#### SHORT TASK
The lines to extract begin at the one containing "One point goes on every instance of the green tree" and run to the end of the listing; set them down exactly and alone.

[BEGIN SUPPLIED ENTRIES]

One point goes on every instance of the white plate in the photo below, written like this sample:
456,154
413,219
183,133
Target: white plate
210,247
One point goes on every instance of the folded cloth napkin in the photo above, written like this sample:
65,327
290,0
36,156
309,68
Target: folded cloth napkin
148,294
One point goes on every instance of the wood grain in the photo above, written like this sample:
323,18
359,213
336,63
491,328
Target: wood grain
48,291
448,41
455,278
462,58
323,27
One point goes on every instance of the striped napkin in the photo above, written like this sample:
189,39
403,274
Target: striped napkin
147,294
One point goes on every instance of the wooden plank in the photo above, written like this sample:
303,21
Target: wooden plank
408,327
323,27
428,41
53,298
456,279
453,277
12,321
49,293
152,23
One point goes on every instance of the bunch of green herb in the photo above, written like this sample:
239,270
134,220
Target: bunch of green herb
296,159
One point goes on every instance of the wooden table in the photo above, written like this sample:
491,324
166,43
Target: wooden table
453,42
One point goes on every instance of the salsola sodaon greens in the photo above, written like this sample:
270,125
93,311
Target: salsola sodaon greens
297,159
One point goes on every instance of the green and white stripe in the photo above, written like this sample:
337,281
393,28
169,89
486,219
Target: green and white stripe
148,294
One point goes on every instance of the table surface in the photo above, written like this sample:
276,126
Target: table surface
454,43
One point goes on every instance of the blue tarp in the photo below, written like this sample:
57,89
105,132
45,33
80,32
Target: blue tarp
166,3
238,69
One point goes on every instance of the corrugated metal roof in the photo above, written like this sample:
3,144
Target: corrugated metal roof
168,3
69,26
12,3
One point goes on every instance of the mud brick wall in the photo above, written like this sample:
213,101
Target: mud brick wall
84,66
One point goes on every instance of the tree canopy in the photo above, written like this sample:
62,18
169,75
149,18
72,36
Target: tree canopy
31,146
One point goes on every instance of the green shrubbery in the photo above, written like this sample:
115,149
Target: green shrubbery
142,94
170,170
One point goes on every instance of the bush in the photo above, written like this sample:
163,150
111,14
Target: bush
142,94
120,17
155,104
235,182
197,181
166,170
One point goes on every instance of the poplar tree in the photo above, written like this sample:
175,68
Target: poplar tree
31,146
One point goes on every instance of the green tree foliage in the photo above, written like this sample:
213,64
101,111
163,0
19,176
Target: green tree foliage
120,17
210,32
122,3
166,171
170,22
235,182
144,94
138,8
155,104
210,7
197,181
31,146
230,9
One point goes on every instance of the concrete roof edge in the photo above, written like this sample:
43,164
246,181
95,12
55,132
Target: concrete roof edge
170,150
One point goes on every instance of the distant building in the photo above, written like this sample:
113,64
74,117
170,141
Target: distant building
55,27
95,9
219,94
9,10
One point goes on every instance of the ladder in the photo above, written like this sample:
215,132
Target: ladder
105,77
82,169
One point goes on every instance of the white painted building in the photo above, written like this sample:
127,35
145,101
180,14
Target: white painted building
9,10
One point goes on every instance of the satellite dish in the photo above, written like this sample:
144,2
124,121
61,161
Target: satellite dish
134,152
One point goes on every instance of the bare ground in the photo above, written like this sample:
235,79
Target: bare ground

[END SUPPLIED ENTRIES]

#### WRITTEN SOLUTION
One point goes on every instance of the green tree foliage in the photo above, written like this sample:
213,64
101,111
163,0
19,176
Target: green tree foliage
120,17
210,32
122,3
166,171
170,22
235,182
144,94
138,8
155,104
210,7
197,181
31,146
230,9
One point goes on every instance of the concrete roof edge in the photo above, written like this sample:
43,164
246,181
95,12
55,132
Target: concrete roof edge
170,150
One point goes on every instance of the distant building in the photo above, written like this sample:
113,64
74,117
170,141
Target: distant building
55,27
95,9
219,94
9,10
One point goes on every instance of the ladder in the photo above, written like this sample:
215,132
Target: ladder
105,77
82,169
One point goes on every instance of the white painted building in the photo above, written like this sample:
127,35
145,101
180,14
Target: white painted building
9,10
One point goes on every instance of the satellite dish in the photo above, written like this sample:
144,2
124,121
61,161
Target: satellite dish
134,152
One point goes on every instance of the bare ground in the photo above, written like this sample:
235,79
Target: bare ground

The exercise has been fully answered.